Exercise requirements: Search the entries for the word "rocky". Copy every line where it turns up.
[[ The records, beginning ]]
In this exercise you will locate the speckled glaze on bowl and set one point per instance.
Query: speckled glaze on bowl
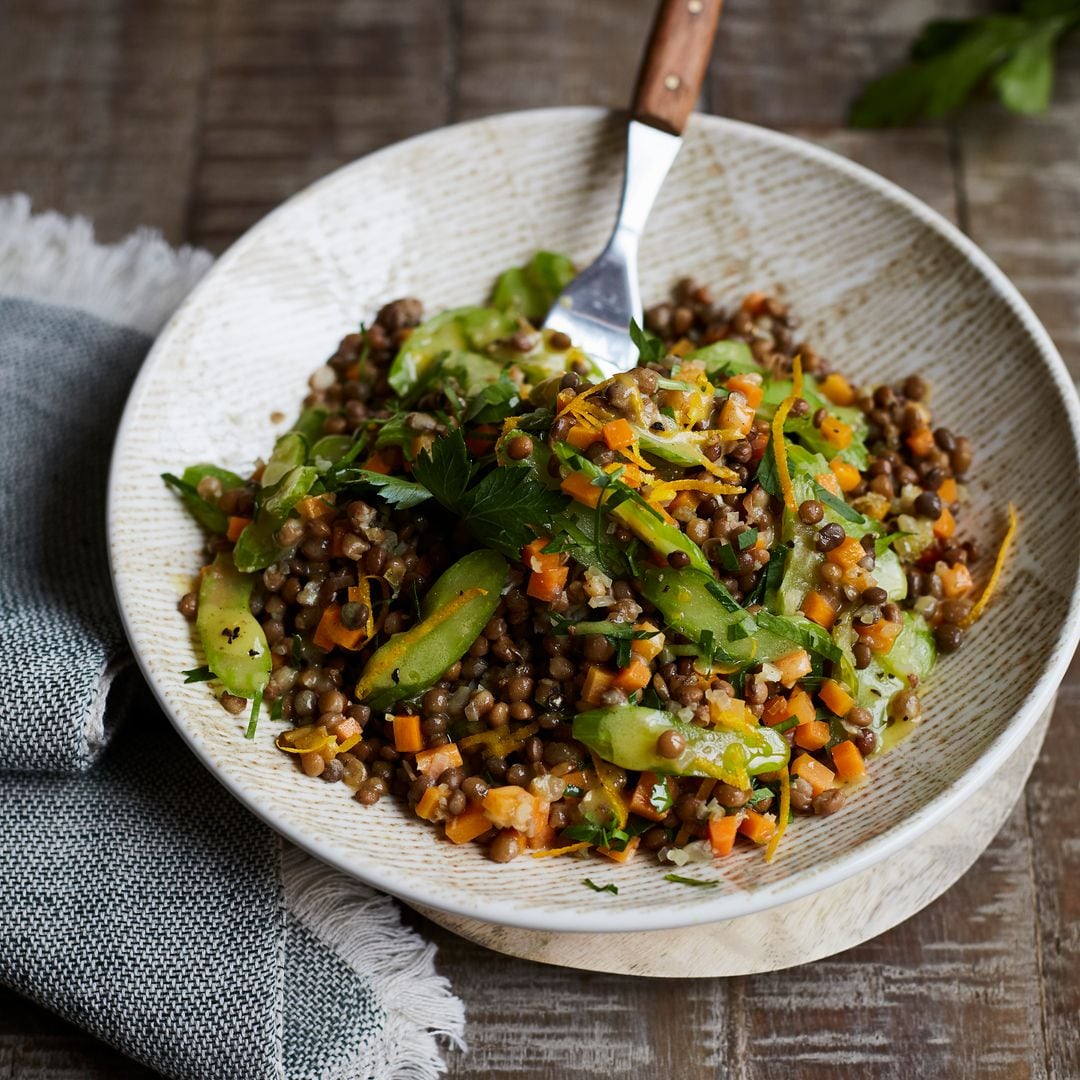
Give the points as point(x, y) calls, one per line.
point(885, 287)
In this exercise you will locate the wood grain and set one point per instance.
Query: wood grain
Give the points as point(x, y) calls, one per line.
point(675, 62)
point(197, 118)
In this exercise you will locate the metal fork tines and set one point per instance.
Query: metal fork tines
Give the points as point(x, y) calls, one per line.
point(595, 309)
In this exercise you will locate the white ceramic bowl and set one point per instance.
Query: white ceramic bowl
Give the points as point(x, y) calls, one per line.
point(885, 287)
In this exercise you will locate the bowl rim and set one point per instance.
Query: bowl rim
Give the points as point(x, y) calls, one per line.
point(729, 905)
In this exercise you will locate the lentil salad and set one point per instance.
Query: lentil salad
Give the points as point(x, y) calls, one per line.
point(666, 611)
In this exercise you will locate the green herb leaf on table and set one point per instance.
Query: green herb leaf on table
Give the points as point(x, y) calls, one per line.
point(950, 58)
point(678, 879)
point(610, 887)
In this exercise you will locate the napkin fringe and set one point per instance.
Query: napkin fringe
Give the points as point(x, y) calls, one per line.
point(401, 966)
point(55, 259)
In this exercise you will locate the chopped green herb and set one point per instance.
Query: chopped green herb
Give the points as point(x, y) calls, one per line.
point(610, 887)
point(678, 879)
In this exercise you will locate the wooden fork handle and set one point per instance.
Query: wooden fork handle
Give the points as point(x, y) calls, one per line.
point(676, 59)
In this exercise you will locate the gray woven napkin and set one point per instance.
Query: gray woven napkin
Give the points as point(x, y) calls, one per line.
point(138, 900)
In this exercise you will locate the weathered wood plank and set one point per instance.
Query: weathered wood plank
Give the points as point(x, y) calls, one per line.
point(100, 106)
point(296, 89)
point(1022, 186)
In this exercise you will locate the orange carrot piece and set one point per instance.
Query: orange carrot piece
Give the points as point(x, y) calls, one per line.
point(836, 698)
point(597, 680)
point(625, 854)
point(237, 525)
point(634, 676)
point(879, 635)
point(920, 442)
point(800, 706)
point(547, 584)
point(819, 609)
point(737, 414)
point(956, 580)
point(407, 736)
point(812, 736)
point(793, 666)
point(757, 826)
point(313, 507)
point(748, 387)
point(721, 834)
point(945, 525)
point(647, 648)
point(640, 800)
point(848, 761)
point(837, 390)
point(819, 777)
point(579, 487)
point(618, 434)
point(847, 554)
point(581, 437)
point(433, 763)
point(429, 801)
point(468, 825)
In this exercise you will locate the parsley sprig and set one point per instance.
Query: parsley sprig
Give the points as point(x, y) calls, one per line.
point(950, 58)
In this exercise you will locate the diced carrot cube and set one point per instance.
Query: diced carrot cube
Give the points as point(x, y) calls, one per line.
point(313, 507)
point(547, 584)
point(750, 386)
point(237, 525)
point(920, 442)
point(793, 666)
point(757, 826)
point(581, 437)
point(879, 635)
point(777, 710)
point(429, 802)
point(737, 414)
point(407, 736)
point(597, 680)
point(848, 760)
point(945, 525)
point(634, 676)
point(721, 834)
point(468, 825)
point(836, 698)
point(618, 434)
point(847, 474)
point(625, 854)
point(847, 554)
point(800, 705)
point(640, 801)
point(579, 487)
point(837, 390)
point(829, 482)
point(647, 648)
point(433, 763)
point(819, 777)
point(836, 432)
point(812, 736)
point(819, 609)
point(956, 579)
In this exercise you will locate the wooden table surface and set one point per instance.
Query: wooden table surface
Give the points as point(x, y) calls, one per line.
point(199, 116)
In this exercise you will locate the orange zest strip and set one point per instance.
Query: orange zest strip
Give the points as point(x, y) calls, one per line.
point(779, 448)
point(785, 809)
point(998, 567)
point(559, 851)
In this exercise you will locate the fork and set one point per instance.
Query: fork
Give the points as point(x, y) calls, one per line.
point(596, 308)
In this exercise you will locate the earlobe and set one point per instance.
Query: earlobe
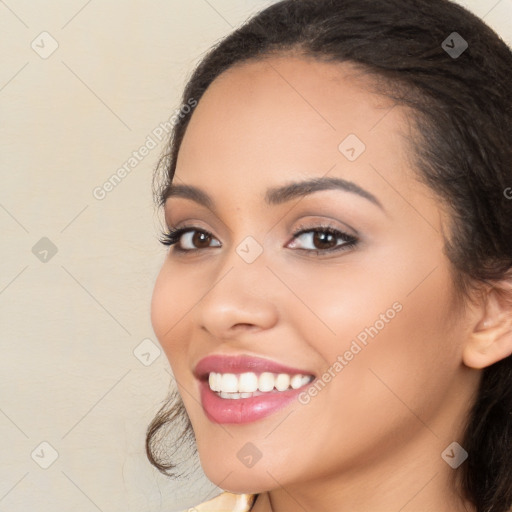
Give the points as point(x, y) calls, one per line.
point(491, 339)
point(487, 347)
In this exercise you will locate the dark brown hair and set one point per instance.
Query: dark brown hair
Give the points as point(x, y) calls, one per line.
point(461, 113)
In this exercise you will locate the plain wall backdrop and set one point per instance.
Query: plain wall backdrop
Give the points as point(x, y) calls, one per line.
point(84, 85)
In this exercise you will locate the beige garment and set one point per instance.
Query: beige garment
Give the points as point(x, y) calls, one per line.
point(226, 502)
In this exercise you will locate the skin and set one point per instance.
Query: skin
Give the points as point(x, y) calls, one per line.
point(372, 439)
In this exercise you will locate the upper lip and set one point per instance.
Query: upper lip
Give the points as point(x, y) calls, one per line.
point(221, 363)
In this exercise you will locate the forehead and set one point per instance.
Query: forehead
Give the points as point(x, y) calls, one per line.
point(288, 117)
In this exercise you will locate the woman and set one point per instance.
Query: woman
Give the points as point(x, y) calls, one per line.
point(336, 303)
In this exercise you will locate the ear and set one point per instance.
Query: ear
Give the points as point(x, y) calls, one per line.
point(490, 339)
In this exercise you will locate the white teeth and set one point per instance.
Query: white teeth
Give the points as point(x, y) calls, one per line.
point(282, 382)
point(244, 385)
point(229, 383)
point(296, 381)
point(248, 382)
point(266, 382)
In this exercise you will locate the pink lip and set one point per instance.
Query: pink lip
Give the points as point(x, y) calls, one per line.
point(243, 410)
point(240, 364)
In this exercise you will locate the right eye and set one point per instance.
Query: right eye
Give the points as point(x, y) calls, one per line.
point(187, 235)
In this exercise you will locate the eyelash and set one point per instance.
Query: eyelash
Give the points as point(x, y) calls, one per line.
point(173, 236)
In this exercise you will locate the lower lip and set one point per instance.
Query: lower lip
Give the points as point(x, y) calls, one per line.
point(244, 410)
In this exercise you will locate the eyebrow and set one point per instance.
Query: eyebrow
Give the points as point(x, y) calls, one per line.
point(277, 195)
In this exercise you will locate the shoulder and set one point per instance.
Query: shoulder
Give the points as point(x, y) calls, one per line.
point(226, 502)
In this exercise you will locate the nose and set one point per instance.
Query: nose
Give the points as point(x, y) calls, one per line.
point(242, 298)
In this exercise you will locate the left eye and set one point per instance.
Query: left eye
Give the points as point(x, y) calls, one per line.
point(324, 239)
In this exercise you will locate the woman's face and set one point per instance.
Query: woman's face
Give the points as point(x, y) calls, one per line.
point(378, 317)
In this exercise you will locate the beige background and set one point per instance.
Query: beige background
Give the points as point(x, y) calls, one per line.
point(72, 323)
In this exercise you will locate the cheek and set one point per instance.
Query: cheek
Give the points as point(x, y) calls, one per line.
point(170, 303)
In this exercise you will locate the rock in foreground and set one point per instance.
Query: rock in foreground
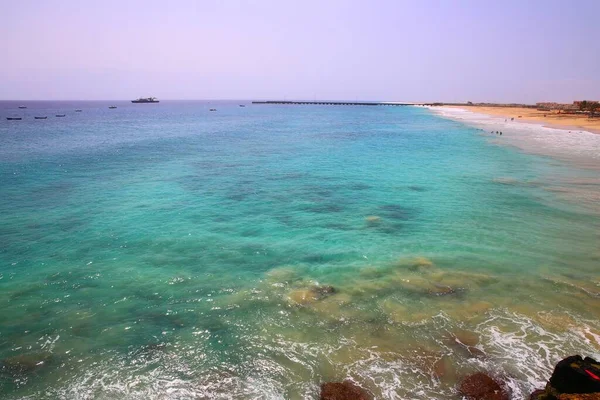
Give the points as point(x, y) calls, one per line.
point(343, 391)
point(574, 378)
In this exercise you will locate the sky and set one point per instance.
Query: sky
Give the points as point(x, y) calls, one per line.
point(386, 50)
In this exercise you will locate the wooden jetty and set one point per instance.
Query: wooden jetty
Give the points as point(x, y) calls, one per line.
point(336, 103)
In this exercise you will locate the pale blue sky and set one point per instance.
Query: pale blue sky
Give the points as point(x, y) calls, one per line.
point(478, 50)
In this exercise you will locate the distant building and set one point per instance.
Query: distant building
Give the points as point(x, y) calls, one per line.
point(549, 106)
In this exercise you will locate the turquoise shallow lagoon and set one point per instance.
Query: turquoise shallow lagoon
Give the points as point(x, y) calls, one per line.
point(165, 251)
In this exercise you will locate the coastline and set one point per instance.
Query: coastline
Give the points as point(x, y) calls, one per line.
point(549, 119)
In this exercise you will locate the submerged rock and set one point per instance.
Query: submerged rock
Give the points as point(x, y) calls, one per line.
point(373, 220)
point(480, 386)
point(23, 364)
point(311, 294)
point(464, 343)
point(346, 390)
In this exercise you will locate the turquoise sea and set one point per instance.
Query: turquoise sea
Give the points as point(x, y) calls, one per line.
point(165, 251)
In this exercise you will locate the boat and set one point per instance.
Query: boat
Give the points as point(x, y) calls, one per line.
point(145, 100)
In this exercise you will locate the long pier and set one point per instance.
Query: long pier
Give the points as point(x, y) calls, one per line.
point(335, 103)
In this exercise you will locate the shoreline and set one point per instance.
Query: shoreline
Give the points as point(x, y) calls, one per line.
point(548, 119)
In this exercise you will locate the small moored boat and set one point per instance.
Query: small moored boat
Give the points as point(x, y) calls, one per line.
point(145, 100)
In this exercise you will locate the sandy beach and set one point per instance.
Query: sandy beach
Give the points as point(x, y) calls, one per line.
point(548, 118)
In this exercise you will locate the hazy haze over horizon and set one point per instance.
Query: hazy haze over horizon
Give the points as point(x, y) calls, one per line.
point(383, 50)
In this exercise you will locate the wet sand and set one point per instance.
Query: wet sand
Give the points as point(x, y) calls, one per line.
point(551, 119)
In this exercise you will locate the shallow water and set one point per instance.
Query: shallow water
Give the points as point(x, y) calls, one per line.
point(166, 251)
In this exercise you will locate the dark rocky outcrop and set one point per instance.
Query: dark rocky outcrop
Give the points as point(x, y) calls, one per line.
point(346, 390)
point(574, 378)
point(480, 386)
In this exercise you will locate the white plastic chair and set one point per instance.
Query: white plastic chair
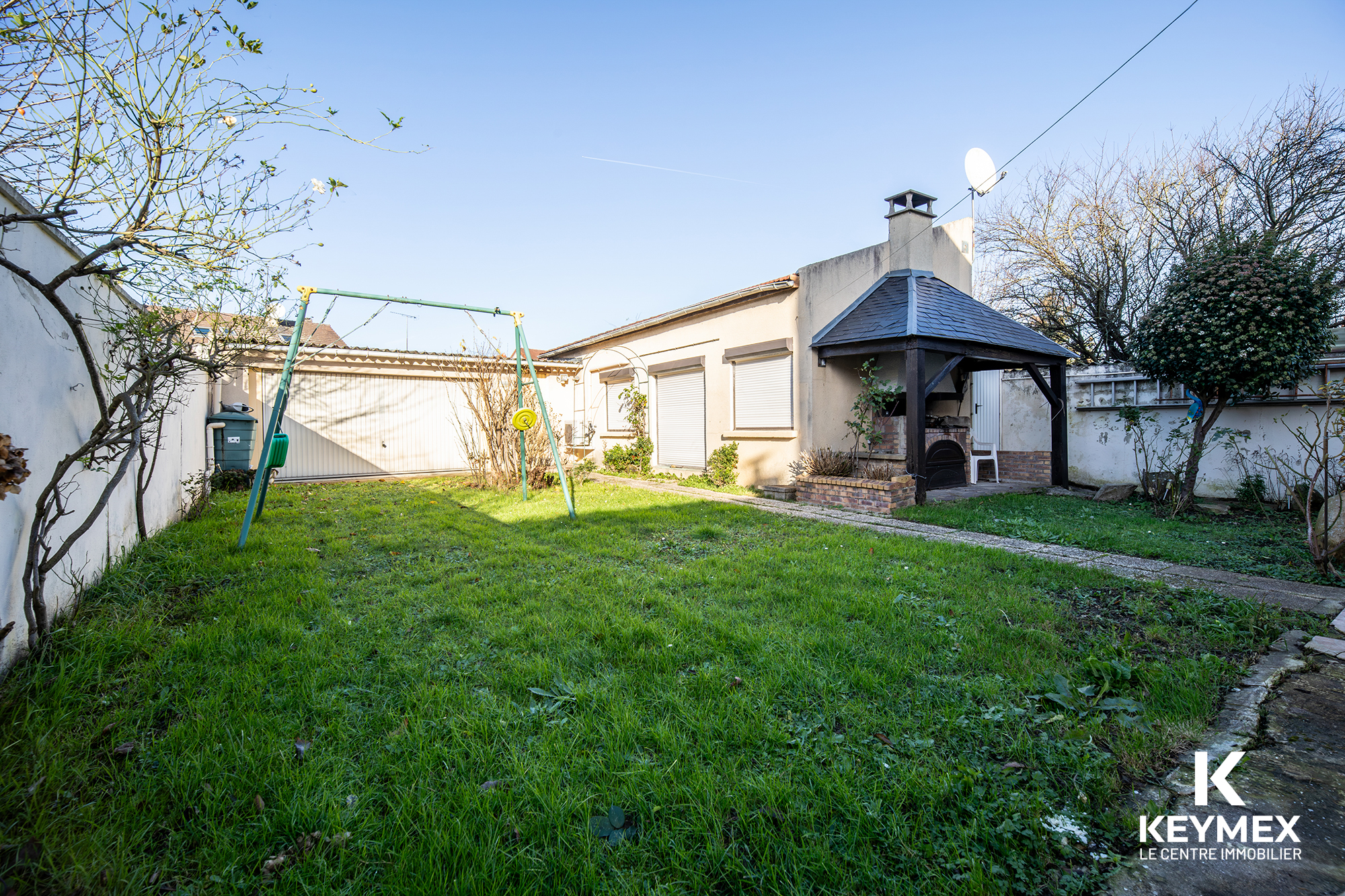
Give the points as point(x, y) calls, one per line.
point(993, 447)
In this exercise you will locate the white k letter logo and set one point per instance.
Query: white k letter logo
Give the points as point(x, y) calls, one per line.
point(1219, 779)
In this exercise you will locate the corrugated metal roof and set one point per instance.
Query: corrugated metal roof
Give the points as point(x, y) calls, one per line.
point(906, 303)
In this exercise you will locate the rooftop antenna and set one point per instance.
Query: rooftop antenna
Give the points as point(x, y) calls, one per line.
point(983, 177)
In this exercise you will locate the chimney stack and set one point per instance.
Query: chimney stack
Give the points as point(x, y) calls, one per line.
point(911, 231)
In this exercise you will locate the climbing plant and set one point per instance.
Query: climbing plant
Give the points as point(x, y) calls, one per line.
point(637, 456)
point(876, 399)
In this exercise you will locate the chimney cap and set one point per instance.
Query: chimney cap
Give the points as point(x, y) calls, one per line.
point(911, 201)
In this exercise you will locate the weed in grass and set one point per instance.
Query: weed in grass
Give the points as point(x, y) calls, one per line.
point(785, 706)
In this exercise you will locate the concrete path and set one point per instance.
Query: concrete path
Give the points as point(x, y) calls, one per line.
point(1293, 732)
point(1295, 595)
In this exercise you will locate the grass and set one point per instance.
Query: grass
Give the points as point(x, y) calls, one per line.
point(778, 705)
point(1260, 544)
point(695, 481)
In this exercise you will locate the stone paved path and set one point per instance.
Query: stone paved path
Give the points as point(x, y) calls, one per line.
point(1295, 764)
point(1293, 595)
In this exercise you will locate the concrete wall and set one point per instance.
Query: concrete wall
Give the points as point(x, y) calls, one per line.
point(822, 396)
point(49, 409)
point(1101, 451)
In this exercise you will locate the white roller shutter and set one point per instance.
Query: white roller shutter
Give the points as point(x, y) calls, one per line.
point(763, 393)
point(681, 419)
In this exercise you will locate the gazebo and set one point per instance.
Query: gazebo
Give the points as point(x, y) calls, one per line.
point(915, 313)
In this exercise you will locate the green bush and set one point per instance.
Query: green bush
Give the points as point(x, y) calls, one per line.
point(1252, 490)
point(724, 464)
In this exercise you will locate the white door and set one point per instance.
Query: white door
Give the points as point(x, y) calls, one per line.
point(681, 419)
point(985, 413)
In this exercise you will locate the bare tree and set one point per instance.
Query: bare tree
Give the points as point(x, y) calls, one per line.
point(489, 439)
point(127, 135)
point(1081, 252)
point(1075, 256)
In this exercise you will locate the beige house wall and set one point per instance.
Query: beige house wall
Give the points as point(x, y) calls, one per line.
point(822, 396)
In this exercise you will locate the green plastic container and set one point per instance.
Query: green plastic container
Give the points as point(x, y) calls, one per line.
point(279, 450)
point(235, 443)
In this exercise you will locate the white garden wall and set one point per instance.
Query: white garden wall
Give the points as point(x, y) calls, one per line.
point(1102, 452)
point(48, 409)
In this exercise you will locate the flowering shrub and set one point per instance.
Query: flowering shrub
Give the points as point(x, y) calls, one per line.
point(1239, 318)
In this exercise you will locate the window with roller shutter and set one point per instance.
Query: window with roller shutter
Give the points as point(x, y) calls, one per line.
point(763, 393)
point(681, 419)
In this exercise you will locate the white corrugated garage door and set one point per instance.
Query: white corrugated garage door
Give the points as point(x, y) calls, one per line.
point(681, 419)
point(763, 393)
point(360, 425)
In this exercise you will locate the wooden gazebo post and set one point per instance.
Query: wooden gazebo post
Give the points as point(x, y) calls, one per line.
point(915, 417)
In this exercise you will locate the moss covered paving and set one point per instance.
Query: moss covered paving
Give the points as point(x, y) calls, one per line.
point(1260, 542)
point(774, 704)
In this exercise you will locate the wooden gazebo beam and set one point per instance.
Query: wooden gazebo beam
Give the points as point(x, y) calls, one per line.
point(915, 416)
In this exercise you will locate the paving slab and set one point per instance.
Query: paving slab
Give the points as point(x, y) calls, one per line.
point(1295, 771)
point(1328, 646)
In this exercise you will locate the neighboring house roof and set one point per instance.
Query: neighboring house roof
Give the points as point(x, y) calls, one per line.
point(727, 299)
point(915, 303)
point(315, 334)
point(272, 331)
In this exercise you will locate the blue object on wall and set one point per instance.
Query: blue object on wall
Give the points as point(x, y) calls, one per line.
point(1198, 407)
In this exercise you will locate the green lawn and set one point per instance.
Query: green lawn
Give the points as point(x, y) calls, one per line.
point(779, 705)
point(1260, 544)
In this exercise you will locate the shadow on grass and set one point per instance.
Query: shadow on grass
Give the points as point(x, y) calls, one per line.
point(785, 705)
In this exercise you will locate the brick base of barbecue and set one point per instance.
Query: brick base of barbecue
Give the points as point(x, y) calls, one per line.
point(871, 495)
point(1024, 466)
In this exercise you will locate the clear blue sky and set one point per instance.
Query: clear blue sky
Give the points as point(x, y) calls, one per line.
point(824, 108)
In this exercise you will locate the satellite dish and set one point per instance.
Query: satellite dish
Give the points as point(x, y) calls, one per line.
point(981, 171)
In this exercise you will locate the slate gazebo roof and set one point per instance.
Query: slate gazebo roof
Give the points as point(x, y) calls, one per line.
point(914, 311)
point(915, 303)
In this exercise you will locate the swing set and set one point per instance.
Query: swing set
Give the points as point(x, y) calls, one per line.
point(276, 444)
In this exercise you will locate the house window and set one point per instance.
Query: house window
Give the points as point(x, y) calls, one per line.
point(617, 420)
point(681, 419)
point(763, 393)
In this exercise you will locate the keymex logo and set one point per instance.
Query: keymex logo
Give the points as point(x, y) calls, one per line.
point(1219, 779)
point(1186, 829)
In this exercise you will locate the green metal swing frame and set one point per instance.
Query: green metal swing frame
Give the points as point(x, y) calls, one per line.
point(262, 482)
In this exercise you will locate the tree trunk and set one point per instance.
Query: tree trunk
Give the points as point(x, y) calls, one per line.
point(1187, 498)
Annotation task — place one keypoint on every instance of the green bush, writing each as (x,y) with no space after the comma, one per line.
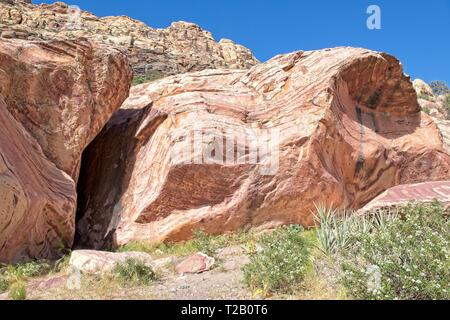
(406,259)
(149,77)
(29,269)
(134,272)
(18,291)
(281,264)
(4,284)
[[ The records, end ]]
Output below:
In this exercise you will locate the dark rocky outcrop and set one point per instance.
Query: dark rocky outcrop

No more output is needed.